**WHAT THE TASK REQUIRES:** The task requires restating, word for word, the lines of the entries below from the one containing "the red car" through the final one, both included.

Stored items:

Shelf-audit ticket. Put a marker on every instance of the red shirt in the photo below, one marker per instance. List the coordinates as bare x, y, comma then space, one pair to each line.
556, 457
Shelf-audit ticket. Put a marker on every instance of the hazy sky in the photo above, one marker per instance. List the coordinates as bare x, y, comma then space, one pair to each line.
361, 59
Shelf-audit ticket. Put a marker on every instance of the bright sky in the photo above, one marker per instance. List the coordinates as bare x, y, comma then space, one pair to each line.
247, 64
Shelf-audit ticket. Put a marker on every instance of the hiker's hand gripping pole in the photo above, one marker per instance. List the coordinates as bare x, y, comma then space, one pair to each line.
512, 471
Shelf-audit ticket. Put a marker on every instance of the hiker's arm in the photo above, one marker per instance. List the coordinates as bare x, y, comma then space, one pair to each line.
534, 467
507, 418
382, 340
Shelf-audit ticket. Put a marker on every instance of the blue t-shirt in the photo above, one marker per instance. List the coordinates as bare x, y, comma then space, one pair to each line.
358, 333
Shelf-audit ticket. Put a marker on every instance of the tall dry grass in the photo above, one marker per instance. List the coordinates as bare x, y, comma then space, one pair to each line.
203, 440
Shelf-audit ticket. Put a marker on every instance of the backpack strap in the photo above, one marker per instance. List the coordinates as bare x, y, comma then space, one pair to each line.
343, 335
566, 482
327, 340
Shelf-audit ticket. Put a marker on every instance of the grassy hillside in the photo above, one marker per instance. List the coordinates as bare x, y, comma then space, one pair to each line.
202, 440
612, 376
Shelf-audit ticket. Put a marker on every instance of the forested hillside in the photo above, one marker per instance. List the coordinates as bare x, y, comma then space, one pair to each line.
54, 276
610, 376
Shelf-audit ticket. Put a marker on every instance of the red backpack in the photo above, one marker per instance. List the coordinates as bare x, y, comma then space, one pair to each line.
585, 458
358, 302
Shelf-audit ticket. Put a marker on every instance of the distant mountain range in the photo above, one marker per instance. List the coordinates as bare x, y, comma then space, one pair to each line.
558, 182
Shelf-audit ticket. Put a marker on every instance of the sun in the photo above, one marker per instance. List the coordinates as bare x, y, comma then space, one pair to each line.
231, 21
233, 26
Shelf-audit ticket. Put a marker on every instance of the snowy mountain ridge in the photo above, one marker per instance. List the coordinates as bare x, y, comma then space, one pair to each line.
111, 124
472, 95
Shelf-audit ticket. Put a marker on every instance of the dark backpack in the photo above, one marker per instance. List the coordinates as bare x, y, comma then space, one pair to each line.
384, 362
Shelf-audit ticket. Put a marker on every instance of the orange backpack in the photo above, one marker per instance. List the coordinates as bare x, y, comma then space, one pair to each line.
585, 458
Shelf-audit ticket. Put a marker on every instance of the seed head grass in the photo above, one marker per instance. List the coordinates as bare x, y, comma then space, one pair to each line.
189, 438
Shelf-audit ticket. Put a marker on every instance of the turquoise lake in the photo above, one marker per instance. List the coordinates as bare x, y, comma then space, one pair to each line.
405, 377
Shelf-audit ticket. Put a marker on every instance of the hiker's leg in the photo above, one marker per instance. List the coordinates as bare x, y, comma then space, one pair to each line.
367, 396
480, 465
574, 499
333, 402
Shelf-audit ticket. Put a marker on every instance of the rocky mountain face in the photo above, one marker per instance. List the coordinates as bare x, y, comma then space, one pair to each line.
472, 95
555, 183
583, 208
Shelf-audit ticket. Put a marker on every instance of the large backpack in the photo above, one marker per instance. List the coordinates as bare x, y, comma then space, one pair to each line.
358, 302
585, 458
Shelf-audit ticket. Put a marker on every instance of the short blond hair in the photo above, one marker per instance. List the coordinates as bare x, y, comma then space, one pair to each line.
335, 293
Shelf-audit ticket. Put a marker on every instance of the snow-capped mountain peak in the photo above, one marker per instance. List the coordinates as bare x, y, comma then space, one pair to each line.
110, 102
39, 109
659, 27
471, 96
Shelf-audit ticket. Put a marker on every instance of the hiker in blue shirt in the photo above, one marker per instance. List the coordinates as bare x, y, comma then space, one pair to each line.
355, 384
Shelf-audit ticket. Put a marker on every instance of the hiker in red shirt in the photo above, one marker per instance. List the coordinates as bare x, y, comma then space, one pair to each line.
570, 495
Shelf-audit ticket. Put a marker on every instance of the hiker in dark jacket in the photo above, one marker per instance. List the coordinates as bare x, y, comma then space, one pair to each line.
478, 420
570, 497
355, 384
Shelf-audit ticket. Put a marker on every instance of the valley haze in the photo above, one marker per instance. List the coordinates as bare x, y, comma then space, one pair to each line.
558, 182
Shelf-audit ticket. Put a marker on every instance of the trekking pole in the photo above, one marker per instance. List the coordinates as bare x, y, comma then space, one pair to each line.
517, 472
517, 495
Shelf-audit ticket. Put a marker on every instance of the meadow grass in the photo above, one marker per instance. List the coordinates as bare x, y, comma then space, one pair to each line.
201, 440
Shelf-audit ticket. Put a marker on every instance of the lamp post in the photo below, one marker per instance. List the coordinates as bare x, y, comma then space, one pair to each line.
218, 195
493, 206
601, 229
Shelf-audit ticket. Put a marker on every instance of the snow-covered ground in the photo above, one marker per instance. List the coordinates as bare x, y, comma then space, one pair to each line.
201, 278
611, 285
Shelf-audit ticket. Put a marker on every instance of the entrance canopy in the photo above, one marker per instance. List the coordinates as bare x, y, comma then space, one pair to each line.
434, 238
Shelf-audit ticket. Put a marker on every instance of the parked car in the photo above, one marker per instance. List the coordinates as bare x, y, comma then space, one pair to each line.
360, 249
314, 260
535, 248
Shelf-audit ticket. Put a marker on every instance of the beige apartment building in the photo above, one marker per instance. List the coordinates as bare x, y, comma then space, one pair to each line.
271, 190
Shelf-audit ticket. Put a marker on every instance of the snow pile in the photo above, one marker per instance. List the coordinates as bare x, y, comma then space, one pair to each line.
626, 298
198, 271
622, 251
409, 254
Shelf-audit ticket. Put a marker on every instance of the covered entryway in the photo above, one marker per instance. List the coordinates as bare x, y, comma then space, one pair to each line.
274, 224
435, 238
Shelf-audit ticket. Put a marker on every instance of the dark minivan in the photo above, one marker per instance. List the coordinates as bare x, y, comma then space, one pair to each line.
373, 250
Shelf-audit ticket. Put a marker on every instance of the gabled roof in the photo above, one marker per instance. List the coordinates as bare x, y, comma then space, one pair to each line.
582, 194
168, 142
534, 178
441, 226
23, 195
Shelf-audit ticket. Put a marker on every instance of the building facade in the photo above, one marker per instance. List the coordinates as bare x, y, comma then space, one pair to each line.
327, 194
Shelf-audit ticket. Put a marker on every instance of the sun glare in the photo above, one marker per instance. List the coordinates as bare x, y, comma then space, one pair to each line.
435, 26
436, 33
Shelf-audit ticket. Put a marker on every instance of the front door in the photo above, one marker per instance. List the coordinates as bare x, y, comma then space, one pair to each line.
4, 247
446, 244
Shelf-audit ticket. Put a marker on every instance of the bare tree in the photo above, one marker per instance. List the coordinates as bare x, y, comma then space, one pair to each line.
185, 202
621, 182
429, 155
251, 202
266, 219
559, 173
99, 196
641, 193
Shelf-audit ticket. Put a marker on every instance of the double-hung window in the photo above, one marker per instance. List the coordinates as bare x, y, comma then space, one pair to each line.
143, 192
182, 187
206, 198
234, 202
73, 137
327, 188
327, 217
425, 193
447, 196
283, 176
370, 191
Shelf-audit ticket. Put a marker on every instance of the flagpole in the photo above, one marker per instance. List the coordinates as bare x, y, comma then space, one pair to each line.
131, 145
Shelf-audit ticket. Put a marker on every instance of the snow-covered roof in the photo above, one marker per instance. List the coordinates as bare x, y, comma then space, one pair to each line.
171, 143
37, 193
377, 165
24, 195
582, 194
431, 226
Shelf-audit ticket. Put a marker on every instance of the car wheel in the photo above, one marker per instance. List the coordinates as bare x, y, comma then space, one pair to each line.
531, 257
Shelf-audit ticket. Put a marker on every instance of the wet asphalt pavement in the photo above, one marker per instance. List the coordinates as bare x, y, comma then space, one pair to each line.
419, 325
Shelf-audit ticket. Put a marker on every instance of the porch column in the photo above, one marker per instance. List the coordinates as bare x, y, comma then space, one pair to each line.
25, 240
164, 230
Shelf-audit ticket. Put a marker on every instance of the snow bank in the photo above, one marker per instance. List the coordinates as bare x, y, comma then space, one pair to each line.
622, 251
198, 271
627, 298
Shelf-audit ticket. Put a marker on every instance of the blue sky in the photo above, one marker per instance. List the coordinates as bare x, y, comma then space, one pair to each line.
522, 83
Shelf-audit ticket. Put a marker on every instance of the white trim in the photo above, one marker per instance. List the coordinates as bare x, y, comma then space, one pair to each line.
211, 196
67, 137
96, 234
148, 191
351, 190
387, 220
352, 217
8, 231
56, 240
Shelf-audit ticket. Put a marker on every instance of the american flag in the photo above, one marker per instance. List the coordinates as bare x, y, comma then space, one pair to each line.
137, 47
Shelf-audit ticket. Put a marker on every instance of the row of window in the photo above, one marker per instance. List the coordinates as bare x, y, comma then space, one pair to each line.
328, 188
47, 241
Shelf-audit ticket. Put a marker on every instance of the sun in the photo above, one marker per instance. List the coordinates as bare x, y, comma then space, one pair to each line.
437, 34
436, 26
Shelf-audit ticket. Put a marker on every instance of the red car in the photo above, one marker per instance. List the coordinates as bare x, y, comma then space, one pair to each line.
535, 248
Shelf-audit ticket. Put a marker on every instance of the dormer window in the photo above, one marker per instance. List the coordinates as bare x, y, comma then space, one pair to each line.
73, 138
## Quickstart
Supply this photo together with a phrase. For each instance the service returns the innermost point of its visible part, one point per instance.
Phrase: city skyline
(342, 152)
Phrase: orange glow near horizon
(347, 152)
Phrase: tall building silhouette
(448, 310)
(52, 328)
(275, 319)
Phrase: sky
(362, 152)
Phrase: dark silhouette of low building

**RESULT OF THE TASK:**
Shelf-audit ticket. Put a marker on every instance of the red car in the photo above, one marker per instance. List the coordinates as bare x, y, comma then space, one pair to each line.
535, 248
Shelf-audit ticket. Put a marker on every instance of the dormer window in the photo above, one marker per instance. List the coordinates as bare x, y, comma then space, one pair to each line.
73, 138
## Quickstart
Supply this photo together with a phrase. For each instance the service returns the innermost point of its visible part, one point per instance.
Phrase: city skyline
(342, 152)
Phrase: orange glow near horizon
(347, 152)
Phrase: tall building silhouette
(448, 310)
(52, 328)
(275, 319)
Phrase: sky
(362, 152)
Phrase: dark silhouette of low building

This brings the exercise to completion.